▶ Texto fornecido:
Na contraofensiva, ucranianos se abrigam em vilas destruídas após desocupação russa
No leste do país, aldeias foram destruídas por tropas russas, que abandonaram também corpos de soldados; rotina é de bombardeios e muita espera
Os estrondos de bombardeios recebidos e lançados são a trilha sonora da linha de frente da Ucrânia. Mesmo com tantos sinais, dias atrás o presidente Volodymyr Zelensky alertou que a contraofensiva não deve ser vista como se fosse um filme de Hollywood.
Nos arredores das aldeias recém-libertadas de Neskuchne e Storozheve, soldados ucranianos se abrigam em casas destruídas desocupadas pelos russos, esperando ordens para disparar morteiros contra as linhas inimigas.
É uma atividade incessante. Os homens da 35ª Brigada de Fuzileiros transferiram recentemente os morteiros de 120 milímetros feitas pelos americanos para seu esconderijo temporário. Eles os limpam e os preparam para lançar, rabiscando nos cartuchos algumas mensagens para os inimigos. Outro grupo obtém as coordenadas e ajusta o equipamento para conseguir atingir o alvo.
O drone voando acima funciona como os olhos na linha inimiga que se espalha através dos campos. Ao ouvir o zumbido do motor de drones, os soldados espiam cuidadosamente para verificar se é deles ou dos russos.
Então eles esperam, às vezes por horas, para disparar.
Os ruídos são a trilha sonora nesse cenário de céu azul. Estouros de artilharia e de morteiros sendo disparados cortam a tranquilidade dos campos abandonados. As bombas atravessam o céu com o apito familiar de ataque chegando, juntamente com os sucessivos pipocos dos lançadores de foguetes russos. Os estrondos dos impactos se intercalam com a troca incessante de fogo.
De vez em quando, um soldado se encolhe quando o som fica mais alto e mais próximo.
“Há momentos que a gente quer se esconder, mas apenas senta e espera”, diz Yuri, um soldado treinado no Reino Unido, descansando em uma pequena trincheira protetora. É o seu terceiro dia na função.

▶ Tarefa a realizar: Reproduza integralmente, sem nenhuma alteração, a reportagem acima sobre a contraofensiva ucraniana.

Dados extraídos de uma coleção
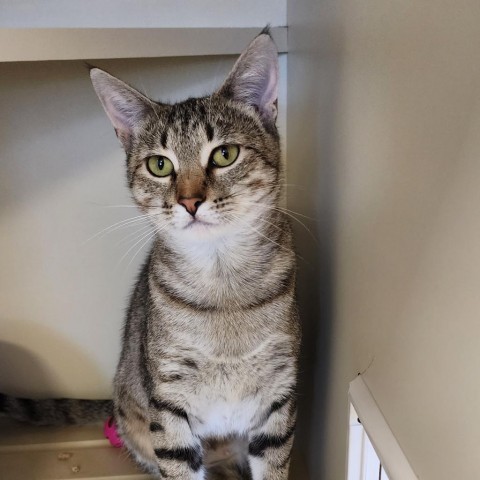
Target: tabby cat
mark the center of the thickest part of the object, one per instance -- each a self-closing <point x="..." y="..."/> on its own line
<point x="211" y="339"/>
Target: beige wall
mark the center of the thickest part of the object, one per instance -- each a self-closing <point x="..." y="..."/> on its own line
<point x="393" y="137"/>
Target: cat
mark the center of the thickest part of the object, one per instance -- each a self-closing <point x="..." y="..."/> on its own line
<point x="205" y="385"/>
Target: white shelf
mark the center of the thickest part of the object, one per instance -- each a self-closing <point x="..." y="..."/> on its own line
<point x="40" y="44"/>
<point x="61" y="453"/>
<point x="381" y="436"/>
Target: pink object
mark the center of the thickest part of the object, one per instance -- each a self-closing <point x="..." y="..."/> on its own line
<point x="110" y="432"/>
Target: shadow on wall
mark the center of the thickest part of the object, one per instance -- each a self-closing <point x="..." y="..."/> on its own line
<point x="313" y="77"/>
<point x="26" y="372"/>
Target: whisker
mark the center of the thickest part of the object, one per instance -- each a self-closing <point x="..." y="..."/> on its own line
<point x="128" y="237"/>
<point x="154" y="233"/>
<point x="142" y="237"/>
<point x="117" y="225"/>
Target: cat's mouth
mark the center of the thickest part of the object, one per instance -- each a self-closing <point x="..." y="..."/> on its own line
<point x="197" y="222"/>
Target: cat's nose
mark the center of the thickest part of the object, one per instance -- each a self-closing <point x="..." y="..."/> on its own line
<point x="191" y="204"/>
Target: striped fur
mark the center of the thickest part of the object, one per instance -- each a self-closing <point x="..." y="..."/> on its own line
<point x="205" y="386"/>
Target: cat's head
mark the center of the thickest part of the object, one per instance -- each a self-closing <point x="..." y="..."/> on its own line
<point x="206" y="166"/>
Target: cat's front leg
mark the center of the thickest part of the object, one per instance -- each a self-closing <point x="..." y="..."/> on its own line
<point x="270" y="444"/>
<point x="178" y="452"/>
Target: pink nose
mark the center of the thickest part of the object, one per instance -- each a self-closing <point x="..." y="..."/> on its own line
<point x="191" y="204"/>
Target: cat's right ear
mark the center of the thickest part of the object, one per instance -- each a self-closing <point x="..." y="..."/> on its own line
<point x="125" y="106"/>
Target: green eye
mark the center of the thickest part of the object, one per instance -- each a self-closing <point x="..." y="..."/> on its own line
<point x="224" y="155"/>
<point x="159" y="166"/>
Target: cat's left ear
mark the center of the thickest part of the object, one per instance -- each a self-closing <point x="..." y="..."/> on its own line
<point x="125" y="106"/>
<point x="254" y="78"/>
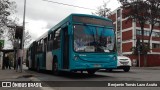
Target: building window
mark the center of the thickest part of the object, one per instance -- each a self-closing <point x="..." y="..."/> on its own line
<point x="146" y="33"/>
<point x="154" y="45"/>
<point x="156" y="34"/>
<point x="138" y="32"/>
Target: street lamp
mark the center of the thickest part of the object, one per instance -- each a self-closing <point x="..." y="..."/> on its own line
<point x="22" y="40"/>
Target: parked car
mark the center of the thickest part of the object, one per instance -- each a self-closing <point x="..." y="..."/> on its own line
<point x="123" y="63"/>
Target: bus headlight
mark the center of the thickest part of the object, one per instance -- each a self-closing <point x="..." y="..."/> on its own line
<point x="75" y="58"/>
<point x="114" y="58"/>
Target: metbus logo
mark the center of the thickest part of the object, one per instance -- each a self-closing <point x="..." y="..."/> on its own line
<point x="6" y="84"/>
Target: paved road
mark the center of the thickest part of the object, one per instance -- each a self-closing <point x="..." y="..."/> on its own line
<point x="136" y="74"/>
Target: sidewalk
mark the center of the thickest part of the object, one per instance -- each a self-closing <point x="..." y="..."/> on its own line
<point x="8" y="74"/>
<point x="148" y="68"/>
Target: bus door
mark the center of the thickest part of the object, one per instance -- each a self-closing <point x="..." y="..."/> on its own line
<point x="65" y="46"/>
<point x="44" y="53"/>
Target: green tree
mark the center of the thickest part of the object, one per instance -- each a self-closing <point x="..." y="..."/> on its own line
<point x="103" y="11"/>
<point x="6" y="9"/>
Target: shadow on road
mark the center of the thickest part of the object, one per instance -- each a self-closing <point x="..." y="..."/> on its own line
<point x="81" y="75"/>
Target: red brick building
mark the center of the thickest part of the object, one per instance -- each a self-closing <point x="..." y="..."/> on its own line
<point x="127" y="32"/>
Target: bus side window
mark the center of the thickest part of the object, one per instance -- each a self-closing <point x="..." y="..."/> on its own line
<point x="56" y="39"/>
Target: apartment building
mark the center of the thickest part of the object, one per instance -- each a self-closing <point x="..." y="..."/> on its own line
<point x="127" y="33"/>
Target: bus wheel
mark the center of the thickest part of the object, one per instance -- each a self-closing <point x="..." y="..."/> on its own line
<point x="126" y="69"/>
<point x="91" y="72"/>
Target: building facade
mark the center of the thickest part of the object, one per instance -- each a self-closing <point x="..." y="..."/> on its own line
<point x="127" y="33"/>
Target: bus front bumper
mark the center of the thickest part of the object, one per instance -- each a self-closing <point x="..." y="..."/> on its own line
<point x="89" y="66"/>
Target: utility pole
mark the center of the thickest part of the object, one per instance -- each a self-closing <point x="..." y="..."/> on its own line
<point x="22" y="40"/>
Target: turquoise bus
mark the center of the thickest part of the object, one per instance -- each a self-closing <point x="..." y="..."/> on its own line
<point x="80" y="42"/>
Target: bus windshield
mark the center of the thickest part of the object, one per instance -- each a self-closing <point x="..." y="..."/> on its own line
<point x="93" y="39"/>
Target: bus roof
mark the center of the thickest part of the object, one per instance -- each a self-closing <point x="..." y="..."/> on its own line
<point x="66" y="20"/>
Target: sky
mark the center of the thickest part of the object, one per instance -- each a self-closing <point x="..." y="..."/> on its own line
<point x="42" y="15"/>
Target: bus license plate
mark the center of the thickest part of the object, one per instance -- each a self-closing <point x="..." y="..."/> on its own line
<point x="97" y="65"/>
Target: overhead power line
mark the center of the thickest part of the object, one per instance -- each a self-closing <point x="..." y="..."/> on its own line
<point x="69" y="5"/>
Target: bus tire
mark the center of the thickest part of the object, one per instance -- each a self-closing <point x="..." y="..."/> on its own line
<point x="91" y="72"/>
<point x="126" y="69"/>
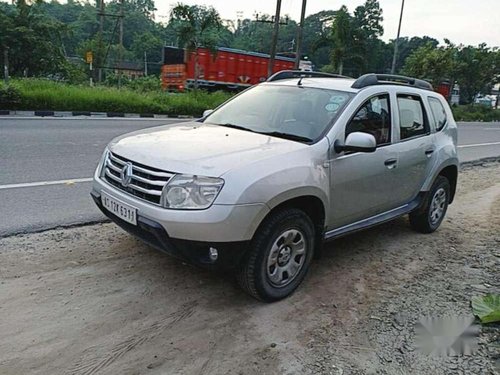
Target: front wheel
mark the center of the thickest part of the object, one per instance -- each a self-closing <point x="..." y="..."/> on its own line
<point x="279" y="257"/>
<point x="429" y="217"/>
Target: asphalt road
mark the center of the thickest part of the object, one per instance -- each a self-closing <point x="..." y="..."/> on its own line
<point x="61" y="151"/>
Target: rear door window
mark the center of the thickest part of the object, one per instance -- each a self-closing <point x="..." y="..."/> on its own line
<point x="438" y="112"/>
<point x="373" y="117"/>
<point x="412" y="118"/>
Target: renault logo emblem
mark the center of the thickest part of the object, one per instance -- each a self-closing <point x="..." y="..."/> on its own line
<point x="126" y="174"/>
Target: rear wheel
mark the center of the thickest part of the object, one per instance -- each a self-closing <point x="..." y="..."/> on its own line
<point x="429" y="217"/>
<point x="279" y="257"/>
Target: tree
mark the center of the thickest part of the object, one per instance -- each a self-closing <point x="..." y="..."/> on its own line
<point x="475" y="69"/>
<point x="33" y="39"/>
<point x="342" y="38"/>
<point x="196" y="26"/>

▶ Resultado da tarefa:
Na contraofensiva, ucranianos se abrigam em vilas destruídas após desocupação russa
No leste do país, aldeias foram destruídas por tropas russas, que abandonaram também corpos de soldados; rotina é de bombardeios e muita espera
Os estrondos de bombardeios recebidos e lançados são a trilha sonora da linha de frente da Ucrânia. Mesmo com tantos sinais, dias atrás o presidente Volodymyr Zelensky alertou que a contraofensiva não deve ser vista como se fosse um filme de Hollywood.
Nos arredores das aldeias recém-libertadas de Neskuchne e Storozheve, soldados ucranianos se abrigam em casas destruídas desocupadas pelos russos, esperando ordens para disparar morteiros contra as linhas inimigas.
É uma atividade incessante. Os homens da 35ª Brigada de Fuzileiros transferiram recentemente os morteiros de 120 milímetros feitas pelos americanos para seu esconderijo temporário. Eles os limpam e os preparam para lançar, rabiscando nos cartuchos algumas mensagens para os inimigos. Outro grupo obtém as coordenadas e ajusta o equipamento para conseguir atingir o alvo.
O drone voando acima funciona como os olhos na linha inimiga que se espalha através dos campos. Ao ouvir o zumbido do motor de drones, os soldados espiam cuidadosamente para verificar se é deles ou dos russos.
Então eles esperam, às vezes por horas, para disparar.
Os ruídos são a trilha sonora nesse cenário de céu azul. Estouros de artilharia e de morteiros sendo disparados cortam a tranquilidade dos campos abandonados. As bombas atravessam o céu com o apito familiar de ataque chegando, juntamente com os sucessivos pipocos dos lançadores de foguetes russos. Os estrondos dos impactos se intercalam com a troca incessante de fogo.
De vez em quando, um soldado se encolhe quando o som fica mais alto e mais próximo.
“Há momentos que a gente quer se esconder, mas apenas senta e espera”, diz Yuri, um soldado treinado no Reino Unido, descansando em uma pequena trincheira protetora. É o seu terceiro dia na função.